Problem to solve >>
Copy all data exactly. Skip pictures.

Record extracts Start Marker

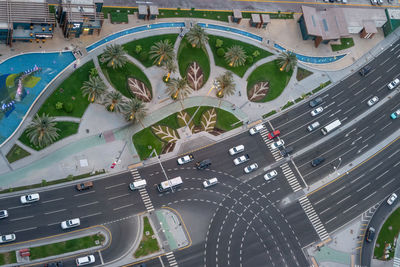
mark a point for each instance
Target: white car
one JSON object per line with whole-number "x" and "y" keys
{"x": 394, "y": 84}
{"x": 256, "y": 129}
{"x": 277, "y": 144}
{"x": 270, "y": 175}
{"x": 373, "y": 101}
{"x": 236, "y": 150}
{"x": 317, "y": 111}
{"x": 241, "y": 159}
{"x": 185, "y": 159}
{"x": 7, "y": 238}
{"x": 392, "y": 199}
{"x": 85, "y": 260}
{"x": 70, "y": 223}
{"x": 30, "y": 198}
{"x": 251, "y": 168}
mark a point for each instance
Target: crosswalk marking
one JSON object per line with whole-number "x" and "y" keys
{"x": 314, "y": 218}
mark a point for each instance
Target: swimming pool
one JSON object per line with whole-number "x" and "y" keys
{"x": 51, "y": 64}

Record extracts End Marker

Exercise output >>
mark a point for each instance
Target: white car
one JSON object per line with whole-number "x" and "y" keys
{"x": 394, "y": 84}
{"x": 256, "y": 129}
{"x": 277, "y": 144}
{"x": 270, "y": 175}
{"x": 373, "y": 101}
{"x": 236, "y": 150}
{"x": 317, "y": 111}
{"x": 241, "y": 159}
{"x": 185, "y": 159}
{"x": 7, "y": 238}
{"x": 392, "y": 199}
{"x": 85, "y": 260}
{"x": 70, "y": 223}
{"x": 30, "y": 198}
{"x": 251, "y": 168}
mark a point for each instance
Target: crosswalk marking
one JSON object per line with whole-number "x" and "y" keys
{"x": 314, "y": 218}
mark a point for each instance
Target: swimming pool
one JSON object per line with whole-number "x" and "y" keys
{"x": 51, "y": 64}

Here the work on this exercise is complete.